◆ **Exercise instructions**:
1. Which superfood does the Indigo Child passage name in particular?
2. Reproduce the Indigo Child passage from "If I had an" up to and including "bad, or evil.".
3. Write the next part of the Indigo Child passage, starting right after its last sentence.

◆ **Document section**:
I also receive more loving insights about everything, especially myself. If something is irritating me, I can look at it without judgement. When I am with people, I interact just fine, but when I am alone something magical happens; my intuition is enhanced. I feel more in control of my life. Then I return to everyday life with a higher awareness, able to deal with life's situations.
If I had an Indigo Child, I would treat that person differently. I would immediately put her or him on high-vibration live-essence superfoods, especially blue-green algae, teach grounding techniques, and have this child EMF balanced. I would make sure they had self-awareness about their uniqueness, which is a gift - not wrong, bad, or evil.
I would probably not put them in school. Instead, I'd talk to other parents and form a group to teach the children about things they really need to know - about spirituality, who they really are, how to express themselves, how to release anger, and how to obtain self-worth, self-growth, self-love, love of others, and intuition. I myself was totally bored in school. None of it made sense, learning about studies of the past. I really did not care about the past. I was having trouble in the present, and the future seemed pretty dark.

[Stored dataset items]
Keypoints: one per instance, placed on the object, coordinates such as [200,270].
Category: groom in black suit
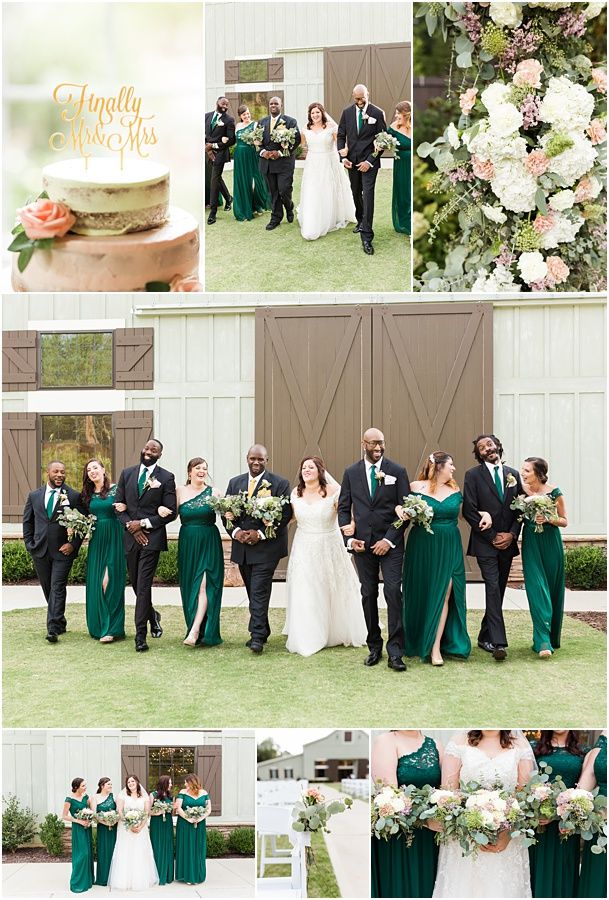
[490,487]
[144,488]
[47,543]
[277,165]
[359,125]
[256,555]
[370,491]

◆ **Answers for this exercise**:
1. Blue-green algae.

2.
If I had an Indigo Child, I would treat that person differently. I would immediately put her or him on high-vibration live-essence superfoods, especially blue-green algae, teach grounding techniques, and have this child EMF balanced. I would make sure they had self-awareness about their uniqueness, which is a gift - not wrong, bad, or evil.

3.
The school system definitely needs to be restructured - it is ridiculous that an evolving human being should be treated like a little punk. We need to make sure that school-teachers are properly trained and are balanced people. Plenty of unbalanced teachers take out a lot of "stuff" on children. The same problem occurs at psychiatric hospitals. Patients should be allowed to get connected to the earth instead of just given pills and kept separate from each other.
Indigos have a lot more tools to use in life. A non-Indigo may have a shovel to dig a hole with, while an Indigo has a tractor or a backhoe. So they can dig that hole faster, but also dig it very deep and fall into it very far. If they are unbalanced, they have no ladder to get out. So in a way Indigos can use their gifts against themselves.
He was constantly in the "now." He only focused on what "is," not what will be. This is also classic Indigo, and is one reason that they cannot see the consequences of their actions. The Christmas present-opening scenario, the candy store scenario, the desire to just "be": the overwhelming desire to be alone - it all speaks of being in the "now." This is an expanded awareness for a child, something that often does not come until much later in life. He had it right away, and it was labeled as "weird." Ryan said, "I was, and still am, constantly in expansion. That's what it feels like to be an Indigo."
Ryan could "read" people. He didn't say much about that since many still feel that this is weird. To us, it's just the ability to sense energy around people, and make intelligent decisions based on that. Some adults call it intuition. He had a good dose of it early, and was frustrated because he could "see" that his teachers and doctors were unbalanced! What a gift... but what an anchor if not understood.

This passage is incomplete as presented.